#### WHAT THE EXERCISE ASKS:
A word-for-word copy of the data is what's wanted; pictures stay out of it.

#### SUPPLIED RECORDS:
_ _ _ _ _

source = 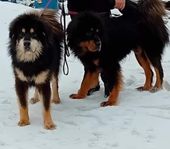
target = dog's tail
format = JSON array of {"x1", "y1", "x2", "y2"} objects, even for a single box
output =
[
  {"x1": 138, "y1": 0, "x2": 169, "y2": 44},
  {"x1": 40, "y1": 10, "x2": 63, "y2": 38},
  {"x1": 138, "y1": 0, "x2": 166, "y2": 18}
]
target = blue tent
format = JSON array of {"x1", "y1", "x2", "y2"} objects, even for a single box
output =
[{"x1": 34, "y1": 0, "x2": 58, "y2": 9}]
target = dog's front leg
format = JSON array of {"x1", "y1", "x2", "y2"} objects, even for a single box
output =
[
  {"x1": 37, "y1": 83, "x2": 56, "y2": 129},
  {"x1": 51, "y1": 74, "x2": 61, "y2": 104},
  {"x1": 15, "y1": 78, "x2": 30, "y2": 126},
  {"x1": 100, "y1": 67, "x2": 122, "y2": 107},
  {"x1": 70, "y1": 70, "x2": 99, "y2": 99},
  {"x1": 30, "y1": 88, "x2": 40, "y2": 104}
]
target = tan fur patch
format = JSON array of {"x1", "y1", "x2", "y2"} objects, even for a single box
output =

_ _ _ _ _

#### OUTPUT BELOW:
source = 
target = dog's tail
format = JSON array of {"x1", "y1", "x2", "y2"} objects, even for a single box
output =
[
  {"x1": 138, "y1": 0, "x2": 169, "y2": 44},
  {"x1": 40, "y1": 10, "x2": 63, "y2": 38},
  {"x1": 138, "y1": 0, "x2": 166, "y2": 18}
]
target = blue tent
format = JSON array of {"x1", "y1", "x2", "y2"} objects, even for a single box
output =
[{"x1": 34, "y1": 0, "x2": 58, "y2": 9}]
target = dog's front leg
format = JSON array of {"x1", "y1", "x2", "y2"} objects, even for a single box
output =
[
  {"x1": 37, "y1": 83, "x2": 56, "y2": 129},
  {"x1": 51, "y1": 74, "x2": 61, "y2": 104},
  {"x1": 15, "y1": 78, "x2": 30, "y2": 126},
  {"x1": 100, "y1": 67, "x2": 122, "y2": 107},
  {"x1": 70, "y1": 70, "x2": 99, "y2": 99},
  {"x1": 30, "y1": 88, "x2": 40, "y2": 104}
]
target = tan fur patch
format = JSON array of {"x1", "y1", "x2", "y2"} objects, even for a single box
output =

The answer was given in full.